● Source material

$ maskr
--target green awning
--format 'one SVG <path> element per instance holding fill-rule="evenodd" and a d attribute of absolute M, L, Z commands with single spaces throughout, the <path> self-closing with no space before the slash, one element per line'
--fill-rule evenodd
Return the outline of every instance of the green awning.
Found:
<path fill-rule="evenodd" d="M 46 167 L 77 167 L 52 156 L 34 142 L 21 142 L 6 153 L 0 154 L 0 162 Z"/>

● Description of the task
Please copy all of the records above line for line, changing nothing.

● Final result
$ maskr
--target green awning
--format 'one SVG <path> element per instance holding fill-rule="evenodd" and a d attribute of absolute M, L, Z commands with single spaces throughout, the <path> self-closing with no space before the slash, one element per line'
--fill-rule evenodd
Return the outline of every instance of the green awning.
Found:
<path fill-rule="evenodd" d="M 46 167 L 77 167 L 52 156 L 34 142 L 21 142 L 6 153 L 0 154 L 0 162 Z"/>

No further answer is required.